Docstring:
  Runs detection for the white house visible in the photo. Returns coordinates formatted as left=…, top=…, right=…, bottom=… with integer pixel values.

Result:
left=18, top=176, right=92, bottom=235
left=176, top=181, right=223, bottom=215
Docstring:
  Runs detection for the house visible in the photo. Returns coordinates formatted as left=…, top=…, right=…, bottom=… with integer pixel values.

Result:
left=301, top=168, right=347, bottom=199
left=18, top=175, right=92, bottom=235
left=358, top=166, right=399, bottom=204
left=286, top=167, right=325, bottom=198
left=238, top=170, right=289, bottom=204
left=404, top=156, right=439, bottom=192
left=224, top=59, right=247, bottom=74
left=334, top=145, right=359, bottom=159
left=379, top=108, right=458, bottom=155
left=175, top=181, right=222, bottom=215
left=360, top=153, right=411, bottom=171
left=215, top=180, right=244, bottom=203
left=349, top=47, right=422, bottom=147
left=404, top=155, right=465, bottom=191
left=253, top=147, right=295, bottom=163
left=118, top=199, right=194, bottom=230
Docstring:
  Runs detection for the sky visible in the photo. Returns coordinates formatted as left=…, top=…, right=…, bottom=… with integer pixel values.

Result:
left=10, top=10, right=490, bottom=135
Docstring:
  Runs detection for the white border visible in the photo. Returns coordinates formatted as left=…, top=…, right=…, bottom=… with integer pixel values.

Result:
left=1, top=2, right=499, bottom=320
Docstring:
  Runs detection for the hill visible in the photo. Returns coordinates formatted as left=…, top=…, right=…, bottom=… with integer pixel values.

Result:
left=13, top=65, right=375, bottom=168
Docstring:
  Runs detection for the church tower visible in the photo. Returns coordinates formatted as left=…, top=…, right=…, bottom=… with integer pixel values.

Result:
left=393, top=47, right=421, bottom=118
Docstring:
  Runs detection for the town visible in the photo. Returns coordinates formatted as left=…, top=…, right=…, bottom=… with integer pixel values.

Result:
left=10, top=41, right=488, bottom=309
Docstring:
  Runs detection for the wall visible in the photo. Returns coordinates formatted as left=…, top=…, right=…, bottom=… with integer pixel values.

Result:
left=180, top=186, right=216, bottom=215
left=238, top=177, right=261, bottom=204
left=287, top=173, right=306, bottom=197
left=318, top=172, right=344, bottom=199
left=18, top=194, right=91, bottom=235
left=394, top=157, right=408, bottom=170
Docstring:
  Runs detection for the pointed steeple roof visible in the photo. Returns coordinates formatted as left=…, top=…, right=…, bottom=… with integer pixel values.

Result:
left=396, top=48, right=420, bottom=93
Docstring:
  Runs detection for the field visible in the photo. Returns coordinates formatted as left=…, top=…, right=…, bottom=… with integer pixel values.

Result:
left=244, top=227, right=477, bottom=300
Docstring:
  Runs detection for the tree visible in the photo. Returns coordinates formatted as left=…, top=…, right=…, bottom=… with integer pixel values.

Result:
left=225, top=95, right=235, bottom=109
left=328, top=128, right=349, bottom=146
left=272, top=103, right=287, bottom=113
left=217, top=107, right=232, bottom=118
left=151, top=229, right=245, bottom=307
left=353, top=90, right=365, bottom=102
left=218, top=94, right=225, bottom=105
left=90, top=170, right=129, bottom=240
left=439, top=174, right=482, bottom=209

Work instructions: Write the listing out again, word for word.

Expected answer:
Docstring:
  Runs detection for the white house visible in the photo. Returns coordinates formatted as left=…, top=…, right=…, bottom=… with integer pixel values.

Result:
left=18, top=176, right=92, bottom=235
left=176, top=181, right=223, bottom=215
Docstring:
  Runs detection for the house visible in the photo. Returns coordinates formatted as left=…, top=…, right=…, bottom=… with integer pixel values.

Result:
left=301, top=168, right=347, bottom=199
left=18, top=175, right=92, bottom=235
left=358, top=166, right=399, bottom=204
left=286, top=167, right=325, bottom=198
left=238, top=170, right=289, bottom=204
left=404, top=156, right=439, bottom=192
left=224, top=59, right=247, bottom=74
left=334, top=145, right=359, bottom=159
left=379, top=108, right=458, bottom=155
left=175, top=181, right=222, bottom=215
left=360, top=153, right=411, bottom=171
left=215, top=180, right=244, bottom=203
left=349, top=47, right=422, bottom=147
left=404, top=155, right=465, bottom=191
left=253, top=147, right=295, bottom=163
left=118, top=199, right=194, bottom=230
Docstring:
  Runs detection for the sky visible in the photo. Returns coordinates formatted as left=…, top=…, right=…, bottom=… with integer pixel values.

Result:
left=10, top=10, right=490, bottom=135
Docstring:
  Runs detection for the white border visible in the photo. Returns coordinates formatted as left=…, top=…, right=…, bottom=… with integer pixel values.

Result:
left=1, top=2, right=499, bottom=320
Docstring:
  Runs detection for the hill visible in the photo. Returns coordinates formatted as left=…, top=…, right=…, bottom=… with integer pixel values.

Result:
left=13, top=65, right=375, bottom=168
Docstring:
  Runs detection for the church tower visible in the photo. Returns coordinates formatted as left=…, top=…, right=…, bottom=… with integer pixel values.

Result:
left=393, top=47, right=421, bottom=118
Docstring:
  Runs detection for the town visible in the photo. Returns coordinates formatted as left=…, top=…, right=…, bottom=… with integer pixel values.

Result:
left=10, top=41, right=488, bottom=309
Docstring:
  Runs detection for the wall visible in the photo. Returns coordinates formatted as left=…, top=…, right=…, bottom=… with integer pixel values.

Result:
left=180, top=186, right=216, bottom=215
left=238, top=177, right=261, bottom=204
left=287, top=173, right=306, bottom=197
left=318, top=172, right=344, bottom=199
left=18, top=194, right=91, bottom=235
left=394, top=157, right=408, bottom=170
Docstring:
  Runs detection for the pointed steeple roof visible in the photo. Returns coordinates formatted as left=…, top=…, right=…, bottom=… with integer pixel values.

Result:
left=396, top=48, right=420, bottom=93
Docstring:
  Runs detection for the field visible in the photo. Returns coordinates formatted as left=…, top=…, right=…, bottom=… with integer pixel values.

Result:
left=244, top=227, right=477, bottom=300
Docstring:
  Runs detection for the tree visible in the photo. Returns coordinates formatted as left=…, top=…, right=…, bottom=… with integer pixel values.

Result:
left=225, top=95, right=235, bottom=109
left=328, top=128, right=349, bottom=146
left=272, top=103, right=287, bottom=113
left=217, top=107, right=232, bottom=118
left=151, top=229, right=245, bottom=307
left=353, top=90, right=365, bottom=102
left=218, top=94, right=225, bottom=105
left=90, top=170, right=129, bottom=240
left=439, top=174, right=482, bottom=209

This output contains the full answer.